## The task
From the records below, pull out every line containing the word "face" and copy each one unchanged.

## Material provided
▼
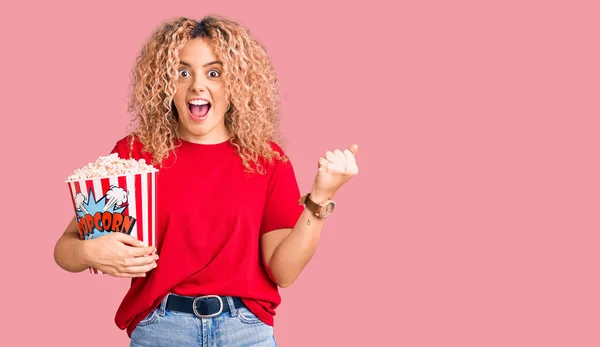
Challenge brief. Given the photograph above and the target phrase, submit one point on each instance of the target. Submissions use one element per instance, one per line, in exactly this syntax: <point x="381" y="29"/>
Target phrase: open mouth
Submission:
<point x="198" y="108"/>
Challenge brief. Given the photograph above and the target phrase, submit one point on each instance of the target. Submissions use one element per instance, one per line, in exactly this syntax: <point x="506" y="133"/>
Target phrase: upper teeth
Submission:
<point x="198" y="102"/>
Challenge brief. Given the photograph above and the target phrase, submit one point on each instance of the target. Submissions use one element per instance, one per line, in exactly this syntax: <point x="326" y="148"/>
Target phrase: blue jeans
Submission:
<point x="236" y="327"/>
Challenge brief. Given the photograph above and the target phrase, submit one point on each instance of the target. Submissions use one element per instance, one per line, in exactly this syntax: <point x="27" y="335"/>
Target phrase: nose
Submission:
<point x="198" y="85"/>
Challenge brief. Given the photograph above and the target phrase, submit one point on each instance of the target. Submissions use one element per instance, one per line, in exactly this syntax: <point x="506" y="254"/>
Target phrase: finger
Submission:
<point x="353" y="149"/>
<point x="330" y="156"/>
<point x="340" y="157"/>
<point x="129" y="240"/>
<point x="141" y="251"/>
<point x="129" y="275"/>
<point x="141" y="269"/>
<point x="323" y="163"/>
<point x="140" y="261"/>
<point x="350" y="158"/>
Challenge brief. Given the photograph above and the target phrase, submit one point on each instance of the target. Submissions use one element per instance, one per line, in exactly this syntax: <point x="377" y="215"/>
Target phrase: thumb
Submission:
<point x="353" y="149"/>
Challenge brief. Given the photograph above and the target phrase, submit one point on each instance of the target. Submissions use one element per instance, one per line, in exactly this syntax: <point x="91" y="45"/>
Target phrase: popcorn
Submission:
<point x="111" y="165"/>
<point x="115" y="195"/>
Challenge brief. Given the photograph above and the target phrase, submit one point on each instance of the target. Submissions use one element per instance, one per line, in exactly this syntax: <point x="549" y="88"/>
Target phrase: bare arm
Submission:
<point x="116" y="254"/>
<point x="287" y="251"/>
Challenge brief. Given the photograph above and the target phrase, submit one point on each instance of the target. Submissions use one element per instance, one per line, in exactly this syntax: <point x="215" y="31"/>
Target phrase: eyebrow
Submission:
<point x="205" y="65"/>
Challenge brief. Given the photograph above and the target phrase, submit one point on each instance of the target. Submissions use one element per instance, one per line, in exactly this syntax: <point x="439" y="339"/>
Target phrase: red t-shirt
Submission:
<point x="210" y="215"/>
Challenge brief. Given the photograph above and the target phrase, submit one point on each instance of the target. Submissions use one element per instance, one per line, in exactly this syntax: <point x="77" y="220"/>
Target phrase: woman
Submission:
<point x="232" y="226"/>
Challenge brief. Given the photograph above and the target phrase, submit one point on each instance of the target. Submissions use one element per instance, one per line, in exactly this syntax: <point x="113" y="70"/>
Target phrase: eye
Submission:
<point x="214" y="74"/>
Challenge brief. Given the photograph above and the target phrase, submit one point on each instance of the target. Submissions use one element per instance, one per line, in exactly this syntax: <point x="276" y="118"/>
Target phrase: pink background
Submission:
<point x="474" y="219"/>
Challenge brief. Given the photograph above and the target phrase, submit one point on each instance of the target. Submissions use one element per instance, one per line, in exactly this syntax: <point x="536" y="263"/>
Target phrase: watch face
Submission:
<point x="327" y="209"/>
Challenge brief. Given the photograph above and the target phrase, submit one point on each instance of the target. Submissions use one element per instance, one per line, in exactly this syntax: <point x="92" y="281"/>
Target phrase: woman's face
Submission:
▲
## The answer
Target phrase: watch face
Target phrase: woman's face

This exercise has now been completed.